[Data items]
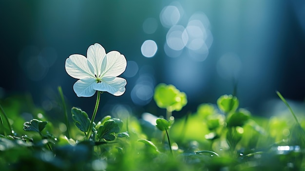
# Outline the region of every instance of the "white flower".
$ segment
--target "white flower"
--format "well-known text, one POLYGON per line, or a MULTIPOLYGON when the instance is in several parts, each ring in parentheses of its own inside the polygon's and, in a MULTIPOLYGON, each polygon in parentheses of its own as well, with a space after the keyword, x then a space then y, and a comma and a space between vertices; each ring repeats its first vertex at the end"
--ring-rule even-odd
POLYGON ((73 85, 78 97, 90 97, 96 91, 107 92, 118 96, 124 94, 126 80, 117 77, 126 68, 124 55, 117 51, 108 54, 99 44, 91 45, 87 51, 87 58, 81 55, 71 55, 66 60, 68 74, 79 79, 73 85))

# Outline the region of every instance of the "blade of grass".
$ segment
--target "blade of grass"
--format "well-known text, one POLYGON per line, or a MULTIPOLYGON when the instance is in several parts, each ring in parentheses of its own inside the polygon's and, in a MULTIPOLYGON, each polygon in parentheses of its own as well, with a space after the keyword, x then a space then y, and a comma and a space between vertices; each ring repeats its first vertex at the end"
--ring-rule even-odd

--

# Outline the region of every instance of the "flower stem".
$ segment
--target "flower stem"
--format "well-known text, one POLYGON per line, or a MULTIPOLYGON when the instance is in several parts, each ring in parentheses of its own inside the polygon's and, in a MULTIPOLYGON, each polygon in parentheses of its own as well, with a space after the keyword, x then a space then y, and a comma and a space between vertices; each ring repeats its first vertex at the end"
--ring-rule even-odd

---

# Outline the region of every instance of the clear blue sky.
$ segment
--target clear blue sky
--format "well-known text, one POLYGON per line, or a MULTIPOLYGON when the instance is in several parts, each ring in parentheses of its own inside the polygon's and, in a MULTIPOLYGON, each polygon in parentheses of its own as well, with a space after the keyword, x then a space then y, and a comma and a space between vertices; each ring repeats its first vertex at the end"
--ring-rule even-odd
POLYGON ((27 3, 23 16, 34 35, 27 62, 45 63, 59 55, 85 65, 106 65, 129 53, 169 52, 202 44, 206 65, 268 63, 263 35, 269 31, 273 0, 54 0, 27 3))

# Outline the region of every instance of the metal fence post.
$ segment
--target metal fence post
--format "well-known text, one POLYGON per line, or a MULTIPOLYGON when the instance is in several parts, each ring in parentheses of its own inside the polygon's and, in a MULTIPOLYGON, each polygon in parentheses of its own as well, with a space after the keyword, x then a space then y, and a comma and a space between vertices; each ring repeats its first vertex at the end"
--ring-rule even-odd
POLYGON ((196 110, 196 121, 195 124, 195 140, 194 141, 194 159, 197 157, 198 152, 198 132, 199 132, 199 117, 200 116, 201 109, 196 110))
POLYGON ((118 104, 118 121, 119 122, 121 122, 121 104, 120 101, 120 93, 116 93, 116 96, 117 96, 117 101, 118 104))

— YOUR OBJECTIVE —
List every line in the data items that contains the word "Outline".

— WRITTEN ANSWER —
# Outline the region of every instance of the "white flower".
# Outline the region of every instance of the "blade of grass".
# Outline the region of every instance of the "flower stem".
# Outline the region of every instance of the clear blue sky.
# Outline the region of every instance of the metal fence post.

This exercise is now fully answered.